Exercise aim
Transcribe the passage of the HB 1224 forum thread below, starting with "Be careful on this bill. Targeting funding for waterfowl" and going on through "a reasonable way.".
*** Document
# HB 1224 in H-NRC this week



## MRN (Apr 1, 2002)

This is the bill that bans the use of powered watercraft for waterfowl. Is this thing still showing signs or life or is it DOA?

I hope to see a very strong do not pass both out of the e-mail tree and the house committee. Where might this thing be getting support?

M


----------



## Qwack (May 25, 2002)

Just a guess, but did the same guy who wrote the bill offering a Spring Canada goose season write this one? :eyeroll:


----------



## MRN (Apr 1, 2002)

Seems this bill was reworked and is now:



> SECTION 1. A new subsection to section 20.1-02-05 of the North Dakota Century Code is created and enacted as follows:
> 
> Carry out a program that targets waterfowl resting areas within the private lands initiative program which includes payments to private landowners for lease of waterfowl resting areas on private lands that during the term of the lease provides limited public access for the hunting of waterfowl.


http://www.state.nd.us/lr/assembly/58-2 ... I1224.html

Things are looking up.

M.


----------



## Dick Monson (Aug 12, 2002)

Be careful on this bill. Targeting funding for waterfowl "rest areas" may be a good idea, yet it could be a ploy to milk the fund for wet areas on private land, ie-the Devils Lake Basin-where hunting will not be allowed anyway, or the land off the rest area is leased in advance. Outfitters and their surrogates would love to spend NDGF money to benefit themselves.


----------



## MRN (Apr 1, 2002)

I see what you are saying Dick. I would hope it would be done in a reasonable way.

I would like to see what the ND G&F folks think of this. If this is a tool that they can use to manage the resources to the best of their ability, then I support giving them the tools they need (e.g., HPC II).

M.


----------



## nodaker (Jan 25, 2003)

This is off the waterfowl subject, but the same applys
The tools "can of worms" has been open awhile now guys.
It surely isn't a new concept as you can see by *replacing* a few 
key words in Dick's comment. (See the next paragraph)

Be careful on this bill. Targeting funding for PLOTS may be a good idea, yet it could be a ploy to milk the fund for areas on private land, ie-the Mott area-where hunting will not be allowed anyway, or the land off the PLOTS is leased in advance. Outfitters and their surrogates would love to spend NDGF money to benefit themselves

The non res freelancers really like it too.
Is there any action to allow only one non res license?
I hope the lobbyists dig in and help this out.


----------
******
*** Entries
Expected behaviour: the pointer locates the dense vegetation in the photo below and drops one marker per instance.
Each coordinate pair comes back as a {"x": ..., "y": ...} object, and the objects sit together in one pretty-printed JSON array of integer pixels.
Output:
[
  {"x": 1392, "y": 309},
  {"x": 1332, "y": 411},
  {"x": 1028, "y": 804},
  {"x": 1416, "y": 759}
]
******
Full answer
Be careful on this bill. Targeting funding for waterfowl "rest areas" may be a good idea, yet it could be a ploy to milk the fund for wet areas on private land, ie-the Devils Lake Basin-where hunting will not be allowed anyway, or the land off the rest area is leased in advance. Outfitters and their surrogates would love to spend NDGF money to benefit themselves.


----------



## MRN (Apr 1, 2002)

I see what you are saying Dick. I would hope it would be done in a reasonable way.